Task to complete —
Set out every line of the records below as a numbered list, omitting any blank lines.

[Pointing dataset excerpts]
* * *
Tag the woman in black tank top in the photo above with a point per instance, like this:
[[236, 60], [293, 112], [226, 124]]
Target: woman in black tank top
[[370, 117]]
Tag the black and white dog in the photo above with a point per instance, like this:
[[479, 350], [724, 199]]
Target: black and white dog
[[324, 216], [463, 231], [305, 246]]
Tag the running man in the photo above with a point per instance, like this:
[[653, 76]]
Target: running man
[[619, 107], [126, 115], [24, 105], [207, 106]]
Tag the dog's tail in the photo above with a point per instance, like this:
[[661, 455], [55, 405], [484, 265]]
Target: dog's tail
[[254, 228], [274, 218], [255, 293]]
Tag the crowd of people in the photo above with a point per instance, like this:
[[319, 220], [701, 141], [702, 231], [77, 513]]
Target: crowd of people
* * *
Output —
1. Tag the woman in black tank top in the photo above with a point per instance, like this:
2. [[236, 60], [293, 112], [226, 124]]
3. Target: woman in black tank top
4. [[370, 117]]
5. Tag the black and white dog in the photo above with a point per instance, like this:
6. [[479, 350], [724, 199]]
7. Target: black and white dog
8. [[324, 216], [463, 231], [305, 246]]
9. Tag the running man in the photo above with a point per instance, like this:
10. [[653, 76]]
11. Target: running man
12. [[619, 107], [126, 115], [24, 105], [207, 106]]
13. Tag the dog's tail in the photo above with a point per instance, like this:
14. [[661, 455], [55, 405], [484, 265]]
15. Target: dog's tail
16. [[254, 228], [274, 218], [255, 293]]
17. Tag the crowd of people in the photo above with a point per instance, like this:
18. [[319, 220], [701, 141], [702, 231], [77, 513]]
19. Target: crowd of people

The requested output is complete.